──────── Exercise materials ────────

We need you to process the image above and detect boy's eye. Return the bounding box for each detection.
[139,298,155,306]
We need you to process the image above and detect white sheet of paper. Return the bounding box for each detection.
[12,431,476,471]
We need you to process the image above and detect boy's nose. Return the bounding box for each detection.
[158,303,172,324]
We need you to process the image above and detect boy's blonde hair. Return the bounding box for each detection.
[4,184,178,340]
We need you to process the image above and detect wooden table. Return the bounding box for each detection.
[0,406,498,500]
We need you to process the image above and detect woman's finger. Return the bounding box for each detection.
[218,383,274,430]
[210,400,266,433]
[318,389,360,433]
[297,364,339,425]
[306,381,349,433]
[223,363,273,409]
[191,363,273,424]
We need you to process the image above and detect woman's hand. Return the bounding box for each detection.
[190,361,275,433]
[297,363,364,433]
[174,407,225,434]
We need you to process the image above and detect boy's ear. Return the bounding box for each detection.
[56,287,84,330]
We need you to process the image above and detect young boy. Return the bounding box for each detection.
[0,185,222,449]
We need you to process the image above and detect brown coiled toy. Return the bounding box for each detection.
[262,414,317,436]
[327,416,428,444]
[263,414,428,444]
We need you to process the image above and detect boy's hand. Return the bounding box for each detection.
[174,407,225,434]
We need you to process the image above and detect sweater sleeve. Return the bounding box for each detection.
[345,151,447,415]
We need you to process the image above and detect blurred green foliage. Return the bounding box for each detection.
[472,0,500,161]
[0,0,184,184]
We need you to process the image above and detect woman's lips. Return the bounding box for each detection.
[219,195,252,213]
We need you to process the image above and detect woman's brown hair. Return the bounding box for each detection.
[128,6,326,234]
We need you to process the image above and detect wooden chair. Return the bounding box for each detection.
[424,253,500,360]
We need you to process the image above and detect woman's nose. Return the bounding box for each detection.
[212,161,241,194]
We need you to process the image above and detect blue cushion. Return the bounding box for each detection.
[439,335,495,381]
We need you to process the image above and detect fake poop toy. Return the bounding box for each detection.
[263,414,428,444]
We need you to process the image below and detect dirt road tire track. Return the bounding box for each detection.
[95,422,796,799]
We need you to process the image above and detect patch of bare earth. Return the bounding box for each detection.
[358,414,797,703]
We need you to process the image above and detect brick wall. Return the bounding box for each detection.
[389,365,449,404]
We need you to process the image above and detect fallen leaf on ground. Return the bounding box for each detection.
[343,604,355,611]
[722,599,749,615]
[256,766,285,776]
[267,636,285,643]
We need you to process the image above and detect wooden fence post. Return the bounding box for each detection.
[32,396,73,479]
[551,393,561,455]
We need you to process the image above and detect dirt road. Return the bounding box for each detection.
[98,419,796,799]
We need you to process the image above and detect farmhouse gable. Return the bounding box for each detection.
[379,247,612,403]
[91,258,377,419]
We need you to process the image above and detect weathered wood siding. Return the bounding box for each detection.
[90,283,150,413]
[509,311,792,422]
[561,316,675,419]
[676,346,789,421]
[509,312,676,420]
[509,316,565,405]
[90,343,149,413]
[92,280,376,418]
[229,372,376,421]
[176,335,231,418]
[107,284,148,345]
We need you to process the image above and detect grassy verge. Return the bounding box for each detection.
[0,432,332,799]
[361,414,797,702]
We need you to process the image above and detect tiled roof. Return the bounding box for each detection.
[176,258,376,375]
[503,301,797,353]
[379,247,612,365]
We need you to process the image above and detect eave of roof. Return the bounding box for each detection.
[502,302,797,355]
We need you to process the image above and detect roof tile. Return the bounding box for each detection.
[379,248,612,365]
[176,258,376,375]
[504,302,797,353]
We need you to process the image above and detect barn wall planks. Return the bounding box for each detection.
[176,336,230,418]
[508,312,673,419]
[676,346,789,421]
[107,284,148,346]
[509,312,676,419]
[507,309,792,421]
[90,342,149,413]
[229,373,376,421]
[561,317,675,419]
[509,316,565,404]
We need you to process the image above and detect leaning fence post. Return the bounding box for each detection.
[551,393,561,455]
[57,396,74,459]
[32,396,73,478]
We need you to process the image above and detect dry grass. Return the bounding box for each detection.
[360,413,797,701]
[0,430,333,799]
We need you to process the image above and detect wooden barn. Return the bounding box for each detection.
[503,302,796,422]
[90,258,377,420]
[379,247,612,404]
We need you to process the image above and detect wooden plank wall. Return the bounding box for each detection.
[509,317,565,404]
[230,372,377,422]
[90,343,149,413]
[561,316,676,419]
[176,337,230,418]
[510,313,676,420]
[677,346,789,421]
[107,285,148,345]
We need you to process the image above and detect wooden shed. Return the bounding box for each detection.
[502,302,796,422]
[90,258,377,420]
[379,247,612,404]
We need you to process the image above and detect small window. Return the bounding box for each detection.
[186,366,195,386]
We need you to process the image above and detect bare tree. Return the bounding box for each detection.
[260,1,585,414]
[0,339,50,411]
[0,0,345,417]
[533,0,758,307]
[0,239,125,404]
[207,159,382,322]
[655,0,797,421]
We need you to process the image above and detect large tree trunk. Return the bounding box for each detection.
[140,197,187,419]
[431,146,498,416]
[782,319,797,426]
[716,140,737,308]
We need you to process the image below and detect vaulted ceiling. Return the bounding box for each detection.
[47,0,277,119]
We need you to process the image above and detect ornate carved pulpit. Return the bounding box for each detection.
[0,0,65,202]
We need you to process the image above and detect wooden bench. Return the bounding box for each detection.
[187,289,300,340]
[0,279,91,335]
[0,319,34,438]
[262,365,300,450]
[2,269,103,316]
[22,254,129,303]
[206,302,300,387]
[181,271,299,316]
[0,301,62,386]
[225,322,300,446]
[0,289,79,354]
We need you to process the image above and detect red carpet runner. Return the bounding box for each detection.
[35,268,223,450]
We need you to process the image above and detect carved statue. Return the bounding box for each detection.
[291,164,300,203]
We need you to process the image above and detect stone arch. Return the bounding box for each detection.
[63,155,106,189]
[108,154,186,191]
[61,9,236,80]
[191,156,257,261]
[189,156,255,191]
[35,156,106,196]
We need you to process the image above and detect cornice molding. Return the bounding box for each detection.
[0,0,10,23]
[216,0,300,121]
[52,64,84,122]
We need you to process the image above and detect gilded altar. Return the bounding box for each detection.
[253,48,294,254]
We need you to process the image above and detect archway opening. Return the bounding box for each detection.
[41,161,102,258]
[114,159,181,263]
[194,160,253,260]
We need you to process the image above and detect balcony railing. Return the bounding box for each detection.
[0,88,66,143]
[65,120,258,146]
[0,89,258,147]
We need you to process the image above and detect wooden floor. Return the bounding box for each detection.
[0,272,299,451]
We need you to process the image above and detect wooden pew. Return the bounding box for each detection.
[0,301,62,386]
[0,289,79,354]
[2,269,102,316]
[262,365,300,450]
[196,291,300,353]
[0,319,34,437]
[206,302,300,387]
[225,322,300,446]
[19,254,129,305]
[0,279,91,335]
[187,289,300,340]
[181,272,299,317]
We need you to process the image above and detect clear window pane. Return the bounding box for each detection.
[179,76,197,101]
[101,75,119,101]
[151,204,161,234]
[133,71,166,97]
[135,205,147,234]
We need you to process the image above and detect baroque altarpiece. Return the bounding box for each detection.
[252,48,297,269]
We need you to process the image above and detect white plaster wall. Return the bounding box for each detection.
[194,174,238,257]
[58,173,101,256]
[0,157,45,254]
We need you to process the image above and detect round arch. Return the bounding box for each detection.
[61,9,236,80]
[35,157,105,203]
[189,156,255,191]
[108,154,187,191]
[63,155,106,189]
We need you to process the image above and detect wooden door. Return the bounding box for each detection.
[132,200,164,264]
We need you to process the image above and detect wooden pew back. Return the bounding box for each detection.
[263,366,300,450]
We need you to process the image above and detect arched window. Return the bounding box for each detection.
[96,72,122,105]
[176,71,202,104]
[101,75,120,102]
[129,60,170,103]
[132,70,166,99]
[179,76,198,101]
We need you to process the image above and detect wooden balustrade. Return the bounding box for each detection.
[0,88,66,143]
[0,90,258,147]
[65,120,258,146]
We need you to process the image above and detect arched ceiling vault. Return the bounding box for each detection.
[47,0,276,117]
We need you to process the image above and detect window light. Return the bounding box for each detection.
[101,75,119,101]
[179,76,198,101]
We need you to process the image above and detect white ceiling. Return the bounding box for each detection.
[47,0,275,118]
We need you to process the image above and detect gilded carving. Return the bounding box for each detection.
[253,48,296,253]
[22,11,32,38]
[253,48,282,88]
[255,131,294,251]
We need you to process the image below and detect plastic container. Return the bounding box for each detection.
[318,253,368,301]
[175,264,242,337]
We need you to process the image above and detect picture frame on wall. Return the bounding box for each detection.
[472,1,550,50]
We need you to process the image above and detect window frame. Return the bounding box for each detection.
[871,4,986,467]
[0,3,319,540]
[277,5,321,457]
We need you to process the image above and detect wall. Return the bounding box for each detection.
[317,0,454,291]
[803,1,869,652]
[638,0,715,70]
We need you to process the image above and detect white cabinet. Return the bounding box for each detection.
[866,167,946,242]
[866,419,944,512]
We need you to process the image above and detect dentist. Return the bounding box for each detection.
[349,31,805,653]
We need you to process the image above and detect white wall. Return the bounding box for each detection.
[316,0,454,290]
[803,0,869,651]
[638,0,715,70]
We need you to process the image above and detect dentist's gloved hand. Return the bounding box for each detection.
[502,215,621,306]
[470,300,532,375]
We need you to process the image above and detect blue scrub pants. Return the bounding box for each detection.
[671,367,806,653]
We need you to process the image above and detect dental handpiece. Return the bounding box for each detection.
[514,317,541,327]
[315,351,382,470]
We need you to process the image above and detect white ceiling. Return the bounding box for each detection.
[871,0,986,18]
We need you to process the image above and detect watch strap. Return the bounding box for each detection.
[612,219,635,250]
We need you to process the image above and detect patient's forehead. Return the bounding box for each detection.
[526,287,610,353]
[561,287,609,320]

────────

§ **Problem details**:
Extract every line from the one with "detect white wall." down to the final line above, both included, exactly as written.

§ **Task solution**:
We need you to process the image above and detect white wall. Return the bounding box for each detection.
[316,0,454,290]
[803,0,869,651]
[638,0,715,70]
We need you to process the image above and detect dentist's gloved hand. Return the bounding box for each detection.
[502,215,621,306]
[470,300,532,375]
We need you to process the image above and detect blue scrub pants. Return the bounding box for each detection.
[671,367,806,653]
We need you to process the image above and detect dental handpiece. Return the bounding box for each detection.
[514,317,541,327]
[315,351,382,470]
We need you to process the image above and detect white ceiling. Return the bounding box for each detection.
[871,0,986,18]
We need you to process the image above and detect watch strap. Return the bounding box for each detection.
[612,219,635,250]
We need you to process the image above and detect patient's forehead. Return the bounding box for each detection.
[526,287,610,353]
[561,287,609,320]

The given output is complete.